_Stored data entries:_
::::

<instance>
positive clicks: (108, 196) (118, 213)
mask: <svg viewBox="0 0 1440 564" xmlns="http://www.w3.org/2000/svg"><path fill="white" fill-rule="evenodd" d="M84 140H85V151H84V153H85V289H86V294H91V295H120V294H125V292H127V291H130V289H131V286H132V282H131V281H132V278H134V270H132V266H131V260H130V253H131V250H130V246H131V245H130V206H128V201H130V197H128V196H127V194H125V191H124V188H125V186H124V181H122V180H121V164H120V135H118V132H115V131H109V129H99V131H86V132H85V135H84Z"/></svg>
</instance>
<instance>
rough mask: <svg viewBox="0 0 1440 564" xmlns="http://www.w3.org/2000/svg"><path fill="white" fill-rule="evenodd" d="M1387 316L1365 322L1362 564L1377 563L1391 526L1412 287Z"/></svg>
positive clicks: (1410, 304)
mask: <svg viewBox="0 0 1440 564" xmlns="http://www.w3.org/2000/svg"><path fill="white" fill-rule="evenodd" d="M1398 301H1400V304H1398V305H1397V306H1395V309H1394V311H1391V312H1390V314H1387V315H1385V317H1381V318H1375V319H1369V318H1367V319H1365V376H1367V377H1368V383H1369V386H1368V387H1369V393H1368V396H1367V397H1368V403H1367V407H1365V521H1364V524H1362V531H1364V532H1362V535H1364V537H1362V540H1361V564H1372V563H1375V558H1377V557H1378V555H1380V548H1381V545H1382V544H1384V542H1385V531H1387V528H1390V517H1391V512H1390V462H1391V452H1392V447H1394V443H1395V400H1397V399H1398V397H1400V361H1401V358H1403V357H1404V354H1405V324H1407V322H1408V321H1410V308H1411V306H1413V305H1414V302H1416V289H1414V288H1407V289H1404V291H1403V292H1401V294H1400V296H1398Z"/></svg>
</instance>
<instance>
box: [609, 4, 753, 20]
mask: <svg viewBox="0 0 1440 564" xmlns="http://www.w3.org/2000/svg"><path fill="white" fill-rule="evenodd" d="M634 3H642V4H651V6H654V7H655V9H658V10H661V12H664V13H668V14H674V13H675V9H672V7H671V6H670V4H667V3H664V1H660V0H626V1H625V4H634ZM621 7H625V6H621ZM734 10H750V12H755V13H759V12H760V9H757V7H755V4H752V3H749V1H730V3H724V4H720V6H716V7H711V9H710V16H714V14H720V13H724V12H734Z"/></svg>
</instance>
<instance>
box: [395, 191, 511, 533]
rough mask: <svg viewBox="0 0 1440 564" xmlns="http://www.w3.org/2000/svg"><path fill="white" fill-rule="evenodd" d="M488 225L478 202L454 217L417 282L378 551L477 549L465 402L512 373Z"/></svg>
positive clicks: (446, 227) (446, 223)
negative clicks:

::::

_AIM OF THE TASK:_
From the listing above, pull out every line that contains the word "clicks", matching case exactly.

_RESPONSE FOR THIS EXERCISE:_
positive clicks: (108, 196) (118, 213)
positive clicks: (1410, 304)
positive clicks: (446, 227) (446, 223)
negative clicks:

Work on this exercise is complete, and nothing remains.